> _What you need to do_:
a) Answer the following questions using the article on dental care and heart attack outcomes:
(i) Which group of patients had the longest hospital stay?
(ii) In which journal was the study published?
(iii) How many myocardial infarctions occur in the United States each year, according to the article?
b) Summarize the article on dental care and heart attack outcomes in two sentences.
c) Carry on with the article on dental care and heart attack outcomes from the point where it stops.

═════ Text under study

People who receive periodontal care have better outcomes after heart attack
The conventional wisdom is that medical and dental care are related, but less is known about how dental care relates to health outcomes after acute incidents like heart attacks.
To that end, University of Michigan researchers studied patients receiving periodontal care, dental cleanings or no dental care during 2016-2018 and who had acute myocardial infarction (heart attack) in 2017.
They found that patients who had heart attacks and received periodontal maintenance care had the shortest length of stay in the hospital, and more follow-up visits. The longest length of stay was experienced by the no-dental-care group.
“After controlling for several factors, the periodontal care group had higher odds of having post-hospital visits,” said study co-author Romesh Nalliah, associate dean for patient services at the U-M School of Dentistry.
There was no statistically significant difference between the other groups (active periodontal care and regular care) compared to the no-care group.
The study, published in the Journal of the American Dental Association, did not establish a causal relationship between periodontal disease and heart disease, but research like this adds weight to the understanding that there is an association between oral health and overall health, Nalliah said.
There are 800,000 myocardial infarctions in the United States annually, and those with periodontal disease are at increased risk for hospitalization after a heart attack, he said.

══════════
═════ Supplied data

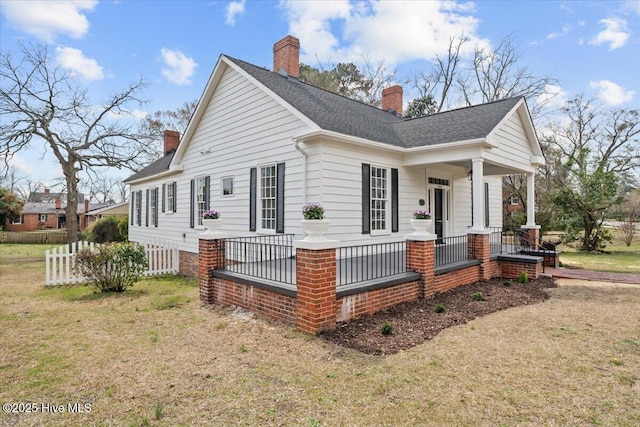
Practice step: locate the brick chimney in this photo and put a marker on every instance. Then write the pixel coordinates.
(286, 56)
(392, 99)
(171, 140)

══════════

> _Task-by-task outputs_:
a)
(i) The no-dental-care group.
(ii) The Journal of the American Dental Association.
(iii) 800,000.

b) University of Michigan researchers studied patients who received periodontal care, dental cleanings, or no dental care during 2016-2018 and who had a heart attack in 2017. Those who received periodontal maintenance care had the shortest hospital stays and more follow-up visits, and the study did not establish a causal relationship but supports an association between oral health and overall health.

c)
Nalliah and colleagues wanted to examine the association between periodontal care and heart attack hospitalization, and follow-up visits in the 30 days after acute care. Using the MarketScan database, they found 2,370 patients who fit the study criteria. Of those, 47% percent received regular or other oral health care, 7% received active periodontal care (root planing and periodontal scaling) and 10% received controlled periodontal care (maintenance). More than 36% did not have oral health care before they were hospitalized after a heart attack.
“Dentistry is often practiced in isolation from overall health care,” Nalliah said. “Our results add weight to the evidence that medical and dental health are closely interrelated. More and more studies like ours are showing that it is a mistake to practice medicine without the thoughtful consideration of the patient’s oral health.”
Nalliah said improved communication between medical and dental teams could help with early intervention to ensure stable periodontal health in patients who have risk factors for heart disease.
“It is important to include dental care in routine medical care and this means insurances must facilitate this connection rather than offer dental insurance as a separate add-on coverage,” he said.
Co-authors include Tanima Basu, senior statistician at the Michigan Hospital Medicine Safety Consortium, and Chiang-Hua Chang, research assistant professor at Michigan Medicine.